- Exercise aim
Give back exactly the lines of the entries below from the line with "# each instance of the man's" to the line with "# each instance of the metal", inclusive, and only those.

[Stored data entries]
╔══

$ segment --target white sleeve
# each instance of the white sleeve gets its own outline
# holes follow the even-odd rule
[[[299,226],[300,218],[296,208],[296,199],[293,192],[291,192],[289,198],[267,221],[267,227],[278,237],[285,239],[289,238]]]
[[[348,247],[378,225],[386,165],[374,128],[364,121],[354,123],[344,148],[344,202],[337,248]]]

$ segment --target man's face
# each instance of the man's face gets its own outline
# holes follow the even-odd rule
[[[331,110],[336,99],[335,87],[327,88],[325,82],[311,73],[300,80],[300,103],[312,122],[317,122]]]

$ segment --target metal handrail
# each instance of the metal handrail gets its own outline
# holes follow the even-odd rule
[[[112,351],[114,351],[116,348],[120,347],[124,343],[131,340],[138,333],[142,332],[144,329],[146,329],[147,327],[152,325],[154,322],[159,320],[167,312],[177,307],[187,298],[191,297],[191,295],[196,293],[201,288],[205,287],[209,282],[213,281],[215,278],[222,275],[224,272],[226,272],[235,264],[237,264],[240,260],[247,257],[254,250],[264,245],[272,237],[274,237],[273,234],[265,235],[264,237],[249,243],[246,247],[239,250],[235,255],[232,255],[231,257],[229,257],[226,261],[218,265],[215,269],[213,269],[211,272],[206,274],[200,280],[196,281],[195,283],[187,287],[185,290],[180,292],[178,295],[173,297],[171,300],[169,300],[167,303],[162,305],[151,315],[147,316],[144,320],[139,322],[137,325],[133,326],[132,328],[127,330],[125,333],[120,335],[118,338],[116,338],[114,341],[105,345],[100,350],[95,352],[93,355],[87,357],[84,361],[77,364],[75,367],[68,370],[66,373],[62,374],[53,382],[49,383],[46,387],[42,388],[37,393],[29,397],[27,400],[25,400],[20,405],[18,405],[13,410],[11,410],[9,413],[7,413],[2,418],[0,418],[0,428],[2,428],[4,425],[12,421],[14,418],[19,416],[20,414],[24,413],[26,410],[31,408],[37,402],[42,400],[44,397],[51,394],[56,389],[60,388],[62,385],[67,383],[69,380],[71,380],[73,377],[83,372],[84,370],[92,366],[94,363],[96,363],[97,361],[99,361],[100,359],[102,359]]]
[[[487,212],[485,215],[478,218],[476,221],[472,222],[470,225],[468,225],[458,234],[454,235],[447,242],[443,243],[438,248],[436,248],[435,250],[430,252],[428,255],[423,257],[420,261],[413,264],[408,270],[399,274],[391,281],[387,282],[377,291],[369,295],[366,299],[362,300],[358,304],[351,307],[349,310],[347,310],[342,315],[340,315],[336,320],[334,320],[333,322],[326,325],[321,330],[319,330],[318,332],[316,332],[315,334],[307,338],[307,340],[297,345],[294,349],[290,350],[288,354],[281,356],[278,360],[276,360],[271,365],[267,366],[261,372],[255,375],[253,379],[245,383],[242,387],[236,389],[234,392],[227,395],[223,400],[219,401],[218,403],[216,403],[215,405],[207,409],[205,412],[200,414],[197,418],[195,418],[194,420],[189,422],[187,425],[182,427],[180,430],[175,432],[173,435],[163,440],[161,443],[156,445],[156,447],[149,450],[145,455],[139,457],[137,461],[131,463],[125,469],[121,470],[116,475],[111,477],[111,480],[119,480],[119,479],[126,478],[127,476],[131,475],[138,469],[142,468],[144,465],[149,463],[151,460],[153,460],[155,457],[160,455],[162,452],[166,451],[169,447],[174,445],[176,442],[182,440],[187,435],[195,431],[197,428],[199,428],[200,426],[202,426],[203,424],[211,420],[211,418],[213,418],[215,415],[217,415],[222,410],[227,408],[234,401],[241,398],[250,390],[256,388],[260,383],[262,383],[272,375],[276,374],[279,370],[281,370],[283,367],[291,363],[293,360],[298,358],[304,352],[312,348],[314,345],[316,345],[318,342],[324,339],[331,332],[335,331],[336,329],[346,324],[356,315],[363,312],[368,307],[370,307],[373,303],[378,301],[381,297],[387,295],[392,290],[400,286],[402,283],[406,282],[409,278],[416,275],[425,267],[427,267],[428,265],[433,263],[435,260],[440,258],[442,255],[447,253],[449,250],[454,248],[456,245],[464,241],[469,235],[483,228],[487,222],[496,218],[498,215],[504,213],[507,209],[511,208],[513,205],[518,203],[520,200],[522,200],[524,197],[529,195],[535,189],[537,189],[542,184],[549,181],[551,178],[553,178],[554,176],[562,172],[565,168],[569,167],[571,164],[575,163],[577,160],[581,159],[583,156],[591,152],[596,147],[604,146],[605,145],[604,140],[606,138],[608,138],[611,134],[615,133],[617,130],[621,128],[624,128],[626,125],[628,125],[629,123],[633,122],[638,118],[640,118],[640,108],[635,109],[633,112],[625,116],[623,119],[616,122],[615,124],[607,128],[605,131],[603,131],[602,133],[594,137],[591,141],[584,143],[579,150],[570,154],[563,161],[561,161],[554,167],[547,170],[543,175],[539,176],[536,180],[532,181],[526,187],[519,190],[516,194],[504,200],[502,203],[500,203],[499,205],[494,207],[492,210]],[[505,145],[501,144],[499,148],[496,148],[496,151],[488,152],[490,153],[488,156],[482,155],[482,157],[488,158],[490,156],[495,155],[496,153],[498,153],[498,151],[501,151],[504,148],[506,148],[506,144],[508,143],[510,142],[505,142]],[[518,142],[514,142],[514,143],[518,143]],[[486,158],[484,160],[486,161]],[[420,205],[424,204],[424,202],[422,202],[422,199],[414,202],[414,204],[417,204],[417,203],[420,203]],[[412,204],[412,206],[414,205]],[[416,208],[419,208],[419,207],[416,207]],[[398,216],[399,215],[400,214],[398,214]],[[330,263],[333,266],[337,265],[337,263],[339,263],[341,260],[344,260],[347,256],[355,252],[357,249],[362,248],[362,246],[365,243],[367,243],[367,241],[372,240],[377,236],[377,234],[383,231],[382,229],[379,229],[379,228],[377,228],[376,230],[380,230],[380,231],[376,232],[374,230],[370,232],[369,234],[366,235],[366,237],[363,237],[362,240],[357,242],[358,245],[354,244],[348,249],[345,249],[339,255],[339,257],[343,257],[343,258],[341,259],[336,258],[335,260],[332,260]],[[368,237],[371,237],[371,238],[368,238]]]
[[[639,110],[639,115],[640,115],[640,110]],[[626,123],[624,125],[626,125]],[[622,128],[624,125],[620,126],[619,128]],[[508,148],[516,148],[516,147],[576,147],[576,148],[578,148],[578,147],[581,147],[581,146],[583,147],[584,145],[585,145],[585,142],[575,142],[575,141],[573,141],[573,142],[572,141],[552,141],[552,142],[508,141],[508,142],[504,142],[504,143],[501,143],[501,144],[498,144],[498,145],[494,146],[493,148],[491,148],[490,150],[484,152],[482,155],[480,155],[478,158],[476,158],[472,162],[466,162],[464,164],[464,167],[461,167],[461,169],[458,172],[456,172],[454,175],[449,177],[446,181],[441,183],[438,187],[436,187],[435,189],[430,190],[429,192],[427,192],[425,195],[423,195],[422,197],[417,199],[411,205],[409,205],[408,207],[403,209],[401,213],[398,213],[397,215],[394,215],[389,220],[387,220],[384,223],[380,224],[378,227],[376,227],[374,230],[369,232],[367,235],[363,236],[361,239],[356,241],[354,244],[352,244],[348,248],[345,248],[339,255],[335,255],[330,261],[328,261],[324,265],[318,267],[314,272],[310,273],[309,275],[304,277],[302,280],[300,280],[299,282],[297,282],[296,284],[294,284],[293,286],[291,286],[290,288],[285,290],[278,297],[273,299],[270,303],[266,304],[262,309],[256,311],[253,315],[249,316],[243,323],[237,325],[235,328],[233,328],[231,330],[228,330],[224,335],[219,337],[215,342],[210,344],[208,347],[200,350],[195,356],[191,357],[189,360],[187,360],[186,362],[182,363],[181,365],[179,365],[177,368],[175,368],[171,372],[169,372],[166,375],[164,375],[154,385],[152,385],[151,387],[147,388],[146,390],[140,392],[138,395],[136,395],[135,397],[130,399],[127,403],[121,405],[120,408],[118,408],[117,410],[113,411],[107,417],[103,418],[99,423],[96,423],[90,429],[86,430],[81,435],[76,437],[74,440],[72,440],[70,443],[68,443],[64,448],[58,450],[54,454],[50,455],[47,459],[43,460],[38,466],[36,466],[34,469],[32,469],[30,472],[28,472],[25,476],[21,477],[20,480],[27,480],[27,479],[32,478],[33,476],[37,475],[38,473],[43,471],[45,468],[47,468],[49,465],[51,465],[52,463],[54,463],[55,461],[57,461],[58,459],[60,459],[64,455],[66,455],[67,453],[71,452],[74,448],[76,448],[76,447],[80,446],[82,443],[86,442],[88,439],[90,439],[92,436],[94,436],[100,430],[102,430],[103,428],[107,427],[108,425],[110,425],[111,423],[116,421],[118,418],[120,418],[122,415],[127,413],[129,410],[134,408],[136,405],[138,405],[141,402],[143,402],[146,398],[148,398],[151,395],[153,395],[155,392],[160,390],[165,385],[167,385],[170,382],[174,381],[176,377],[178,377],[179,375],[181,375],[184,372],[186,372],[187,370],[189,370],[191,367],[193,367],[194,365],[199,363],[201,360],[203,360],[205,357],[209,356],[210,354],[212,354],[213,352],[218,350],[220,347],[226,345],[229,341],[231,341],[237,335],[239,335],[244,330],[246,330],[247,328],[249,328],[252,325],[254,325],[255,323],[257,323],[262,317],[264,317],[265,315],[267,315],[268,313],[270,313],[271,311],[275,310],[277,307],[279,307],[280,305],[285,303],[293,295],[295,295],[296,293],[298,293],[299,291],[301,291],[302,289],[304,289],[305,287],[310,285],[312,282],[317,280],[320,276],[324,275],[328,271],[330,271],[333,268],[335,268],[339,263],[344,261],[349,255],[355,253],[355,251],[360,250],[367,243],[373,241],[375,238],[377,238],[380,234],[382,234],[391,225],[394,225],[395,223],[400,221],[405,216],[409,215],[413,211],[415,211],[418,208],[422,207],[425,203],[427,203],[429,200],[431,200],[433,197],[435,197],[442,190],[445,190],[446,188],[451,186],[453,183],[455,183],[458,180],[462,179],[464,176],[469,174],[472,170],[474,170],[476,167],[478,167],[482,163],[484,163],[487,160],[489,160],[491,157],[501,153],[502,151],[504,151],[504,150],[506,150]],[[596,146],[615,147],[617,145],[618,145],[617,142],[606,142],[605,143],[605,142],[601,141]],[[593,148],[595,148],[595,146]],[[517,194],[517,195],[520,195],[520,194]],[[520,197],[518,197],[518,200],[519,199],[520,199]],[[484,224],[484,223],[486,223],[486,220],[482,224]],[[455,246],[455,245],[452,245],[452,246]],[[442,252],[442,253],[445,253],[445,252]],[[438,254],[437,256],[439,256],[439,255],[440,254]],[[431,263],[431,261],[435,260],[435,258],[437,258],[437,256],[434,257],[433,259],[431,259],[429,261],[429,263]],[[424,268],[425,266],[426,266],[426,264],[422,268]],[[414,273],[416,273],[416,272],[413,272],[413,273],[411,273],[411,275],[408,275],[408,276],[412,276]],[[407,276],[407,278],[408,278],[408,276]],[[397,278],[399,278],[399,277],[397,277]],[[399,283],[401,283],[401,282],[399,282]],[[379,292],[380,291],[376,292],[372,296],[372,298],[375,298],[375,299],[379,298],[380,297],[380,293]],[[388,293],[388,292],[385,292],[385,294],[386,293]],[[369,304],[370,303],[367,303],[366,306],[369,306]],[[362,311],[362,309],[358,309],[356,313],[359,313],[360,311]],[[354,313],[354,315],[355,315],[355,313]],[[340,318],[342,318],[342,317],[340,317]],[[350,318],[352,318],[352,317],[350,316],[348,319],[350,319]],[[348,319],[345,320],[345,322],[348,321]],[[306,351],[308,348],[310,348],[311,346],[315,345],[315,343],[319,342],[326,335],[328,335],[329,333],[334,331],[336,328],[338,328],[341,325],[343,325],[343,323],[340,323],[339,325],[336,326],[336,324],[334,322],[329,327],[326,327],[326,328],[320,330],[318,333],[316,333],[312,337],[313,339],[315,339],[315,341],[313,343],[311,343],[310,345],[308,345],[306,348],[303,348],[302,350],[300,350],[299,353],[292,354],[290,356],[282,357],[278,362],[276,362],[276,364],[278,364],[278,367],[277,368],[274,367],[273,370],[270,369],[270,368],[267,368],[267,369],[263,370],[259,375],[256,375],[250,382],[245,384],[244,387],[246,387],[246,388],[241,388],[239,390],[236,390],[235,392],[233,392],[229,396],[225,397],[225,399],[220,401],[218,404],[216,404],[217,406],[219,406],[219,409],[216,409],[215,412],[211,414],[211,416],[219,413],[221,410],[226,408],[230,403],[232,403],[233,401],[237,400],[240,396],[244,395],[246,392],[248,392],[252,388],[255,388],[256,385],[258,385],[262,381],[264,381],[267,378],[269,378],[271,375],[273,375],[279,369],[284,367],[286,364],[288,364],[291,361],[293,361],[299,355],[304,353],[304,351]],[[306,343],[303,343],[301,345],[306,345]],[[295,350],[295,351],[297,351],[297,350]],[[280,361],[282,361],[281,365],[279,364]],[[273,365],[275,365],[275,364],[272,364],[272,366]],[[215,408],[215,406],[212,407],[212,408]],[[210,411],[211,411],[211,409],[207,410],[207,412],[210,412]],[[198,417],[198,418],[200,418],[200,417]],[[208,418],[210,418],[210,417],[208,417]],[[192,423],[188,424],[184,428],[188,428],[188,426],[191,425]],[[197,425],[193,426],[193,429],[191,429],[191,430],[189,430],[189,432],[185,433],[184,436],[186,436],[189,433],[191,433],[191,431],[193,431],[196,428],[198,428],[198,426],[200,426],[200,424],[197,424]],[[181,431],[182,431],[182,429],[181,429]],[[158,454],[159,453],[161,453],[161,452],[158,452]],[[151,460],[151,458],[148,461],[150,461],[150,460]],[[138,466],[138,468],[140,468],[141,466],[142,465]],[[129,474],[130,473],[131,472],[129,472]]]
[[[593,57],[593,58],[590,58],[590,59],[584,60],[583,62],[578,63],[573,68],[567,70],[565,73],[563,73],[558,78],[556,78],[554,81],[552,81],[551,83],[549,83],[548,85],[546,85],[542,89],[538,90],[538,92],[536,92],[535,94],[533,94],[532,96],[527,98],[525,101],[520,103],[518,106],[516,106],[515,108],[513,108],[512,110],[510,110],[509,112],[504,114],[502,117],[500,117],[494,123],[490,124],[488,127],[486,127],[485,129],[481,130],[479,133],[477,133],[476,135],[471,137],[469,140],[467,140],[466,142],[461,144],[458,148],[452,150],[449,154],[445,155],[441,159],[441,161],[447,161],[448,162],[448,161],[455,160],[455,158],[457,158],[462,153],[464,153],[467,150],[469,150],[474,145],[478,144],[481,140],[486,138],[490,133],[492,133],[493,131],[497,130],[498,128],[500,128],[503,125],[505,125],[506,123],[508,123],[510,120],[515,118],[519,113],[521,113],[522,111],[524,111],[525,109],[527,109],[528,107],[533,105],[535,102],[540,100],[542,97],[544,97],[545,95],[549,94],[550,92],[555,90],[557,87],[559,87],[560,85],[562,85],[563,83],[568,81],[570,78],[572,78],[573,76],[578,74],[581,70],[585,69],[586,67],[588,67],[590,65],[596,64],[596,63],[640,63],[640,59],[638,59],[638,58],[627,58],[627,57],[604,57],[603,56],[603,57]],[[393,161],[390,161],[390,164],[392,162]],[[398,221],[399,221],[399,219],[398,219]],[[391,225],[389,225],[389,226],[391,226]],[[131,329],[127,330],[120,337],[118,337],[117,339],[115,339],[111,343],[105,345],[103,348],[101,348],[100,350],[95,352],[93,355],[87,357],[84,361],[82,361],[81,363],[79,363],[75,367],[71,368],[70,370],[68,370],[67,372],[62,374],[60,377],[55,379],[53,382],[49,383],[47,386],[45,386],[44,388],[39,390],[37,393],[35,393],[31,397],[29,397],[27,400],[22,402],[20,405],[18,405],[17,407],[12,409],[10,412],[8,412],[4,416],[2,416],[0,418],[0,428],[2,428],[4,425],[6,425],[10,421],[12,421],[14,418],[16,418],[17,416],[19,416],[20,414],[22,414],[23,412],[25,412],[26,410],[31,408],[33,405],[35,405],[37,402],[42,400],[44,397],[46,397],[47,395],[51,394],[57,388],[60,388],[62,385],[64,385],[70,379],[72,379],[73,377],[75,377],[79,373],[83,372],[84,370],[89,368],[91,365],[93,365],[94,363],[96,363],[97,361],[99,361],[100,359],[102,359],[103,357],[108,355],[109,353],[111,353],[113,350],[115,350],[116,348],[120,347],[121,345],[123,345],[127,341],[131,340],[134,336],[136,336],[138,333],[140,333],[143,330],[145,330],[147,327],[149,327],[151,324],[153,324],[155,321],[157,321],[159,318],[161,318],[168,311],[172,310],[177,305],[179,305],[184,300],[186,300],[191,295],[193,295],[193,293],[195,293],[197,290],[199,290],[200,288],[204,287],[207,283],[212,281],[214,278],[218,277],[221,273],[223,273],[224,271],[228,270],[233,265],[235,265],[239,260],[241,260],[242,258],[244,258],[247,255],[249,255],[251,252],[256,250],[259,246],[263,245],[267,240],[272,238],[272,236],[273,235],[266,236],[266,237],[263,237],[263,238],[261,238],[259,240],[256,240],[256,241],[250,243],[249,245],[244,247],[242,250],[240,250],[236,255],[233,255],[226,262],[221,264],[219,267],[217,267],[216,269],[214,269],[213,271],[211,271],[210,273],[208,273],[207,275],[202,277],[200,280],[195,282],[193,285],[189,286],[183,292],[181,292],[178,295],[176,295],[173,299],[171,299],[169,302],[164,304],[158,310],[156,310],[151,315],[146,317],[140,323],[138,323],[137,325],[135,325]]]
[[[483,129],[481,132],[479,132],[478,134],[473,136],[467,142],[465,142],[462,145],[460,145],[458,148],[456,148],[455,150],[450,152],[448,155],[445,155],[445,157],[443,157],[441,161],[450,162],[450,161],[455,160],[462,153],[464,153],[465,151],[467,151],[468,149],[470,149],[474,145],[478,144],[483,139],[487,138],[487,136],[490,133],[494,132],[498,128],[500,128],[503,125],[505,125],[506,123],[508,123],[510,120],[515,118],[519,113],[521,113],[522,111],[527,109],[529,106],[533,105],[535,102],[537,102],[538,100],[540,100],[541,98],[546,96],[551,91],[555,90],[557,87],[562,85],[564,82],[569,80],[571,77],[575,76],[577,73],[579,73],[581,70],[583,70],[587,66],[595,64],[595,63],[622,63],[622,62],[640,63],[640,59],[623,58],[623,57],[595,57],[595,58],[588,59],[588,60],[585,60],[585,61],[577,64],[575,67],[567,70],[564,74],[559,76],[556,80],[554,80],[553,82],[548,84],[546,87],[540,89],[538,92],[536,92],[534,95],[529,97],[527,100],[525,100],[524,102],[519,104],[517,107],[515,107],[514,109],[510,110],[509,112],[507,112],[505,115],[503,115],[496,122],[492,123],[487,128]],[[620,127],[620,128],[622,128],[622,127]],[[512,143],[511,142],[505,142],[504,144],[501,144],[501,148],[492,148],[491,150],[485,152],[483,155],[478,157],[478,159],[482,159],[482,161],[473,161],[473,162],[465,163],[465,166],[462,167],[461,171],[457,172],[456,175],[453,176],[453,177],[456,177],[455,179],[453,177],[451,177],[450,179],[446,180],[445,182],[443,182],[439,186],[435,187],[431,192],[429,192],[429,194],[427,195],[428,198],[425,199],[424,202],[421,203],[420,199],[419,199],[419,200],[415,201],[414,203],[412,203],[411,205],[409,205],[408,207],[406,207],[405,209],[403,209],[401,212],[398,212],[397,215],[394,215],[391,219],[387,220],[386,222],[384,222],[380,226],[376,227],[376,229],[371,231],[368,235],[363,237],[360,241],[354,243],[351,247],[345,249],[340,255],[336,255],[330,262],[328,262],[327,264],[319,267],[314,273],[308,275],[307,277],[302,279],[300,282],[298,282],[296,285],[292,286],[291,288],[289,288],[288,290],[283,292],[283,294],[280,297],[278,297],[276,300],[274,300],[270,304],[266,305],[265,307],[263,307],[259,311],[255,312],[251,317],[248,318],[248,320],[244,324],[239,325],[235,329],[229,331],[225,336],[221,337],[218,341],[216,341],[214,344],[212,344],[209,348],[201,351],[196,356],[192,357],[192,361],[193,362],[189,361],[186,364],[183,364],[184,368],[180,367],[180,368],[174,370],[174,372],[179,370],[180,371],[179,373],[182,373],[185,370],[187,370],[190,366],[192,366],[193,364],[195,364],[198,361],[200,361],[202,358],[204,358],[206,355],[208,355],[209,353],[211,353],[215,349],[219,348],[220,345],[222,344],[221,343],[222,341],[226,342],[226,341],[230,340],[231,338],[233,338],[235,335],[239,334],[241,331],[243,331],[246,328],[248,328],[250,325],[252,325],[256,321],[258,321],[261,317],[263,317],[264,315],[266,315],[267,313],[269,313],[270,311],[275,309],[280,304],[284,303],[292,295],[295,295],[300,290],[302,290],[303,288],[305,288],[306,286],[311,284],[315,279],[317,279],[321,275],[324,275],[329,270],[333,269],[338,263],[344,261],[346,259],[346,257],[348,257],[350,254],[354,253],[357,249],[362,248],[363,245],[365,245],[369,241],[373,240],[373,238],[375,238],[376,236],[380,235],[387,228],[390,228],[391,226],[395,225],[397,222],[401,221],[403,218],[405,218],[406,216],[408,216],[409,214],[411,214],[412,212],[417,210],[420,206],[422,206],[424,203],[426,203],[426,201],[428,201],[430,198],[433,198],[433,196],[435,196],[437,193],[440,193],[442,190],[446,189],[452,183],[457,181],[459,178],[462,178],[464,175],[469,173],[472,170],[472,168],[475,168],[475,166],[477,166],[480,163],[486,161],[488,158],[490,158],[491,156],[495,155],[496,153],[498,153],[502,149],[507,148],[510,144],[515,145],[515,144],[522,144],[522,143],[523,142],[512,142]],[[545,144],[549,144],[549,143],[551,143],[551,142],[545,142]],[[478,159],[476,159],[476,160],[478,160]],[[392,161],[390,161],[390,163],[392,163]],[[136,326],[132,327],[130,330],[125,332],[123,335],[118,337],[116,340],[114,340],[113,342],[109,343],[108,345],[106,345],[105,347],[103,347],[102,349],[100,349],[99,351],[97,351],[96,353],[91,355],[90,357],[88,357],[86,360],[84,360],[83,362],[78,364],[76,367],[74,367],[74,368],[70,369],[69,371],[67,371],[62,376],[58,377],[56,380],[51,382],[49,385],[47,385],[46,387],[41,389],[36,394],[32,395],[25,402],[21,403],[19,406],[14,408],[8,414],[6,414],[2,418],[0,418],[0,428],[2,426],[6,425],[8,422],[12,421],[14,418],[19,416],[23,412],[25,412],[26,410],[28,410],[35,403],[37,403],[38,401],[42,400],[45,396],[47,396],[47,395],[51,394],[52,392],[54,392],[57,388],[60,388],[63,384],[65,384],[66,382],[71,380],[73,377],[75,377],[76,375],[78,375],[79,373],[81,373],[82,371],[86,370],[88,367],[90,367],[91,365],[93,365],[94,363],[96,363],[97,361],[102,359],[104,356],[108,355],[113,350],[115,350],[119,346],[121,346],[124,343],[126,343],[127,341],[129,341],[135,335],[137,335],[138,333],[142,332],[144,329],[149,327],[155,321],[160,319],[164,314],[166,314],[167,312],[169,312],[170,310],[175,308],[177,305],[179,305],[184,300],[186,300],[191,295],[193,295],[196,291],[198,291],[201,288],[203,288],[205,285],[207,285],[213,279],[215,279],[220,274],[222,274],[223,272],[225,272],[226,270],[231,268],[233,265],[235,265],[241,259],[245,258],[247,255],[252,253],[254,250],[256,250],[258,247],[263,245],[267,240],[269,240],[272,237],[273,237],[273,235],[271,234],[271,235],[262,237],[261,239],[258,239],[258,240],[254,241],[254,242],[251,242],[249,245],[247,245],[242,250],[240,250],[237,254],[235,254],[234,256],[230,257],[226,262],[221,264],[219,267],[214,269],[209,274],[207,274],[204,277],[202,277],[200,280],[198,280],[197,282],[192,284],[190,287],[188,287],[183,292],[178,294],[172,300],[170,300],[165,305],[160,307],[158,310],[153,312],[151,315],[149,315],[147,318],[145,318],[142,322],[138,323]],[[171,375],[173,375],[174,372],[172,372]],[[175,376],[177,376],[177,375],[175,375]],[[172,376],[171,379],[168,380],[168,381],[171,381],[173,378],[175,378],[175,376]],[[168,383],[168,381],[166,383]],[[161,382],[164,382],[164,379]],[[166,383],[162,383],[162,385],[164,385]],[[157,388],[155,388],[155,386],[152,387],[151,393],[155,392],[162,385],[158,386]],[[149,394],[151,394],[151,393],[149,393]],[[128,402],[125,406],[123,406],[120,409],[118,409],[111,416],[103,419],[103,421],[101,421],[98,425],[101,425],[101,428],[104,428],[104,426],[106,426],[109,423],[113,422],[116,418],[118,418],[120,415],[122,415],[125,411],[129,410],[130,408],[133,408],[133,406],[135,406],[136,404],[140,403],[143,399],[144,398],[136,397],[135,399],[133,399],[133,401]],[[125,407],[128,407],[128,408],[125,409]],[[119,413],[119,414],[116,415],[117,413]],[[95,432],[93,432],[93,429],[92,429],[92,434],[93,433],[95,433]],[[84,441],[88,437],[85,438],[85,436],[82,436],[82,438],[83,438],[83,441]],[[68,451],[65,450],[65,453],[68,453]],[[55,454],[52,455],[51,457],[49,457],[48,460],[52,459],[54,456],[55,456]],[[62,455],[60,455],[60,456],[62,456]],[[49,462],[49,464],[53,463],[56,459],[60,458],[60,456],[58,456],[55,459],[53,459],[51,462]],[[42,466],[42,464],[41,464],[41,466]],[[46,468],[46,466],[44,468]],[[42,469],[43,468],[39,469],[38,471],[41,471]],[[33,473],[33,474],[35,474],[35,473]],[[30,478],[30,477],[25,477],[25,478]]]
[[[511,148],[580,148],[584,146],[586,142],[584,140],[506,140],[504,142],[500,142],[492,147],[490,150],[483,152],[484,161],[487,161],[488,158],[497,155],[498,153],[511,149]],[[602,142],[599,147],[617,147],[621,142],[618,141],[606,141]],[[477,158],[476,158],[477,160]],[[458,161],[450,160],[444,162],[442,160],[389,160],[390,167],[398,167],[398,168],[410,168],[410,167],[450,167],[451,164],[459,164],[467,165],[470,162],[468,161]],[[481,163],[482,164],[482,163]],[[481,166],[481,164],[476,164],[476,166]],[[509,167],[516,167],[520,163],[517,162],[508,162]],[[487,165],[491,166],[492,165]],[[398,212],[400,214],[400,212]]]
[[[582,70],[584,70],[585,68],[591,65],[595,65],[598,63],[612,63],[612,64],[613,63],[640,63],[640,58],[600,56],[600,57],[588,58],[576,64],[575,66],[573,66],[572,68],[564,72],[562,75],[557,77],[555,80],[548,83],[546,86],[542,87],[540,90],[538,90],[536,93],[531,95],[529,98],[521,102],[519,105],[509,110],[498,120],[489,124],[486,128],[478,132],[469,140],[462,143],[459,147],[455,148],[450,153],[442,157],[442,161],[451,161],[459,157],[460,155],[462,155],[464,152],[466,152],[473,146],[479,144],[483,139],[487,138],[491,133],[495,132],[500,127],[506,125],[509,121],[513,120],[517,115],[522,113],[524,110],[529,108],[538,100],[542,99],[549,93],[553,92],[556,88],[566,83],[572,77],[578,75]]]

╚══

- Output for this task
# each instance of the man's face gets its own outline
# holes follow the even-odd rule
[[[331,110],[336,99],[335,87],[327,88],[325,82],[311,73],[300,80],[300,103],[312,122],[317,122]]]

$ segment --target metal handrail
# each instance of the metal handrail gets its own outline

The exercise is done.